Natural-language object grounding data:
☆ ☆ ☆

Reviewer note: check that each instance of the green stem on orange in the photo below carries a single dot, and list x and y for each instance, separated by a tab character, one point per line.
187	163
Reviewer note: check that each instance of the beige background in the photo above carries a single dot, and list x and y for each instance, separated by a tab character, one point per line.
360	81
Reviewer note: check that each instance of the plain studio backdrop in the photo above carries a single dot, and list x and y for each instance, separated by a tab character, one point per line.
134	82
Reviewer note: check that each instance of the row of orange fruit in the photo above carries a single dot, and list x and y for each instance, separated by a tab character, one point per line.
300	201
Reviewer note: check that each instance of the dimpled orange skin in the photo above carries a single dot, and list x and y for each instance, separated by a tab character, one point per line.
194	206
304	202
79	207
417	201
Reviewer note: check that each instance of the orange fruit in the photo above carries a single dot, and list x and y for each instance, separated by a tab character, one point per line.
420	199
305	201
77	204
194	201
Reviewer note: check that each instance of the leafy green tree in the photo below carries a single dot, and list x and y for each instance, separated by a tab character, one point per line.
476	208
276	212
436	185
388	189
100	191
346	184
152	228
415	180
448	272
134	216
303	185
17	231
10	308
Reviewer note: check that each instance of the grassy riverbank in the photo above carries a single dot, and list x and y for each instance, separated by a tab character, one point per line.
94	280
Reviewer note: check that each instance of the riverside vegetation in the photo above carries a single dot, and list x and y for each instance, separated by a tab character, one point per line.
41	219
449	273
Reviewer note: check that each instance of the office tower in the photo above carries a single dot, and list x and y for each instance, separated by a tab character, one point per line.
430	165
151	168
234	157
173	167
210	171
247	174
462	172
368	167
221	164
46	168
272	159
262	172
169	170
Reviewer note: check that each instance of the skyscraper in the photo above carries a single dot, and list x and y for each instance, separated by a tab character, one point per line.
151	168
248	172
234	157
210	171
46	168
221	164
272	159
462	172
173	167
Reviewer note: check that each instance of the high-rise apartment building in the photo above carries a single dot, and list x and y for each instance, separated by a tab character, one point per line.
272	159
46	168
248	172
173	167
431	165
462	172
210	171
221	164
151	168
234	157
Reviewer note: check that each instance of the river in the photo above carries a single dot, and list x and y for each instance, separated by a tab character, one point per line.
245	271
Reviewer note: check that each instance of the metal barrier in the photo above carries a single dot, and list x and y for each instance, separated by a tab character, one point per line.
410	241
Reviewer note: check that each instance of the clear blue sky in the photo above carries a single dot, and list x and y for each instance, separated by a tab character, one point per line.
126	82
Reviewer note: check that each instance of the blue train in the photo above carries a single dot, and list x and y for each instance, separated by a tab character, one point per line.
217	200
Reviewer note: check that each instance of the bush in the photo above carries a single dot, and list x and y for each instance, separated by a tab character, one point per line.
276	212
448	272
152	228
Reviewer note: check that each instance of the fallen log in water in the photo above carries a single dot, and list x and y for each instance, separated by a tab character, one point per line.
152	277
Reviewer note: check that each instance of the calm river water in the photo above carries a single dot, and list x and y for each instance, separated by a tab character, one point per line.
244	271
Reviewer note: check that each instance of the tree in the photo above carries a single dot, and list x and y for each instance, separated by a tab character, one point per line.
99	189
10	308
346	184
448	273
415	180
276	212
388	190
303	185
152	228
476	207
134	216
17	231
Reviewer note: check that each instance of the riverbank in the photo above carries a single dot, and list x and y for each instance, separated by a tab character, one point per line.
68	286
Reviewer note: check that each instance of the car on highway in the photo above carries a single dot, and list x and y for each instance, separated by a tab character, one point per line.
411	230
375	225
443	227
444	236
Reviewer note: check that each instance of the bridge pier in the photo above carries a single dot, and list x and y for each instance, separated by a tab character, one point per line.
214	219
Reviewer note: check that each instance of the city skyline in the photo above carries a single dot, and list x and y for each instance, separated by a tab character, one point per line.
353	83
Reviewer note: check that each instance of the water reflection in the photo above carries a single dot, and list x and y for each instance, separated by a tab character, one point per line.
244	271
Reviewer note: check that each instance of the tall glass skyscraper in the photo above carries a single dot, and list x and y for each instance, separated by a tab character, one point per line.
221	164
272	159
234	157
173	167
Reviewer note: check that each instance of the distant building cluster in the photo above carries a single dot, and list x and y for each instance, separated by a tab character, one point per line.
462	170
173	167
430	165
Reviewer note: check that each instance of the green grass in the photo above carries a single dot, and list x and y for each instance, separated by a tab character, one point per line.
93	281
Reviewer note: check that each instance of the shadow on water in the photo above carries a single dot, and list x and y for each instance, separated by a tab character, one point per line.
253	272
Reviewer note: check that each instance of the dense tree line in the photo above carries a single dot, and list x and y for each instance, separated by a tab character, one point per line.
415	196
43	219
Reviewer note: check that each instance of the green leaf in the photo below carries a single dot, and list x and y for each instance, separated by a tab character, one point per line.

☆ ☆ ☆

* WORK INSTRUCTION *
The line containing "Reviewer note: check that each instance of the shadow" opens the range, and the last line of the entries closes it; copy that range exactly.

* EXERCISE RESPONSE *
Reviewer note: check that each instance of the shadow on water in the photo above carries a single dot, and list x and y for each instance, separated by a tab character, one point per line.
253	272
Reviewer note: check that each instance of the dense tree line in the photo above carries a single dot, and list x and y for each instance, separated by a tab character, one point per line.
415	196
43	219
Reviewer note: check that each instance of the green leaf in the photo below carries a single dot, and list x and y for each instance, separated by a tab character, one point per line.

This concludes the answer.